- **Page**
* BEGIN *

On 12/21/23 07:37, Andres Freund wrote:
On 2023-12-20 13:11:37 -0400, David Steele wrote:
I've run this through a bunch of scenarios (in my head) with parallel
backups and it does seem to hold up.
I think we'd need to write the state file before XLOG_BACKUP_START just in
case. Seems better to have an extra state file rather than have one be
missing.
That'd very significantly weaken the approach, afaict, because "external" base
base backup could end up copying those files. The whole point is to detect
broken procedures, so relying on such files being excluded from the base
backup seems like a bad idea.
I also see no need to do so - because we'd only verify that a backup start has
been replayed when replaying XLOG_BACKUP_STOP there's no danger in not
creating the files during XLOG_BACKUP_START, but doing so just before logging
the XLOG_BACKUP_STOP.
Ugh, I meant XLOG_BACKUP_STOP. So sounds like we are on the same page.
Probably we'd want to exclude *all* state files from backups, though.
I don't think so - I think we want the opposite? As noted above, I think in a
safety net like this we shouldn't assume that backup procedures were followed
correctly.
Fair enough.
Seems like in various PITR scenarios it could be hard to determine when to
remove them.
Why? I think we can basically remove the files when:
a) after the checkpoint during which XLOG_BACKUP_STOP was replayed - I think
we already have the infrastructure to queue file deletions that we can hook
into
b) when replaying a shutdown checkpoint / after creation of a shutdown
checkpoint
I thought about this some more. I *think* any state files a backup can
see would have to be for XLOG_BACKUP_STOP records generated during the
backup and they would get removed before the cluster had recovered to
consistency.
I'd still prefer to exclude state files from the backup, but I agree
there is no actual need to do so.
Regards,
-David

* END *

- **Raw data**
* BEGIN *

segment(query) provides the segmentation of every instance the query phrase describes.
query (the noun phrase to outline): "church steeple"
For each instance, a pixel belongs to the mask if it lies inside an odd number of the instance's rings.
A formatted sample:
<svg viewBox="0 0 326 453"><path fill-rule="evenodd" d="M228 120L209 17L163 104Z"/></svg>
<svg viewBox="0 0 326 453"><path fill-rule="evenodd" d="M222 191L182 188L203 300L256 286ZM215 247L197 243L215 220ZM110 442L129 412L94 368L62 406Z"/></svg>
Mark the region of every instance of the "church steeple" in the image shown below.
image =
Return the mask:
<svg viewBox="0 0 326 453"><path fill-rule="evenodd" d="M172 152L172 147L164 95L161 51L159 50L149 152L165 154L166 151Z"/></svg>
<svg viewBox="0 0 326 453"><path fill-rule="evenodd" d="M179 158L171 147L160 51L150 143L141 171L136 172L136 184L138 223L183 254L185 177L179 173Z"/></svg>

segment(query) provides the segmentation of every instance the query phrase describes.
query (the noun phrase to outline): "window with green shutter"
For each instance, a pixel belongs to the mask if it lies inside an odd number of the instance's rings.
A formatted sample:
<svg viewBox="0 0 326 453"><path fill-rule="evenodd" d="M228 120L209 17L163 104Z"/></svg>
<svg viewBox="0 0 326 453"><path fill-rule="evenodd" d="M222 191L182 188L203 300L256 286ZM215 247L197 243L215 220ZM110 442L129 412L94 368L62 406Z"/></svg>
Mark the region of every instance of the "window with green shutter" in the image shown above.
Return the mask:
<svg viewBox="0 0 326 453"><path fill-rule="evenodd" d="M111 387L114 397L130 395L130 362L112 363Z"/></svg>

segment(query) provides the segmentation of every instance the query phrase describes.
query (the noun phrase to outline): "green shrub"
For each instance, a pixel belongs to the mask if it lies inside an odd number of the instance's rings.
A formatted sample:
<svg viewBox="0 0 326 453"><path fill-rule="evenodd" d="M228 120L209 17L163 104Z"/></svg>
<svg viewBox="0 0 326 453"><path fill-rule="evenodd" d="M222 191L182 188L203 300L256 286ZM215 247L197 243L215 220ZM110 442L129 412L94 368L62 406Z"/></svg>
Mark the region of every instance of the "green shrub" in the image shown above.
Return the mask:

* END *

- **What you have to do**
Can you copy out the entire mailing-list message about backup state files above, word for word?

- **Answer to the problem**
On 12/21/23 07:37, Andres Freund wrote:
On 2023-12-20 13:11:37 -0400, David Steele wrote:
I've run this through a bunch of scenarios (in my head) with parallel
backups and it does seem to hold up.
I think we'd need to write the state file before XLOG_BACKUP_START just in
case. Seems better to have an extra state file rather than have one be
missing.
That'd very significantly weaken the approach, afaict, because "external" base
base backup could end up copying those files. The whole point is to detect
broken procedures, so relying on such files being excluded from the base
backup seems like a bad idea.
I also see no need to do so - because we'd only verify that a backup start has
been replayed when replaying XLOG_BACKUP_STOP there's no danger in not
creating the files during XLOG_BACKUP_START, but doing so just before logging
the XLOG_BACKUP_STOP.
Ugh, I meant XLOG_BACKUP_STOP. So sounds like we are on the same page.
Probably we'd want to exclude *all* state files from backups, though.
I don't think so - I think we want the opposite? As noted above, I think in a
safety net like this we shouldn't assume that backup procedures were followed
correctly.
Fair enough.
Seems like in various PITR scenarios it could be hard to determine when to
remove them.
Why? I think we can basically remove the files when:
a) after the checkpoint during which XLOG_BACKUP_STOP was replayed - I think
we already have the infrastructure to queue file deletions that we can hook
into
b) when replaying a shutdown checkpoint / after creation of a shutdown
checkpoint
I thought about this some more. I *think* any state files a backup can
see would have to be for XLOG_BACKUP_STOP records generated during the
backup and they would get removed before the cluster had recovered to
consistency.
I'd still prefer to exclude state files from the backup, but I agree
there is no actual need to do so.
Regards,
-David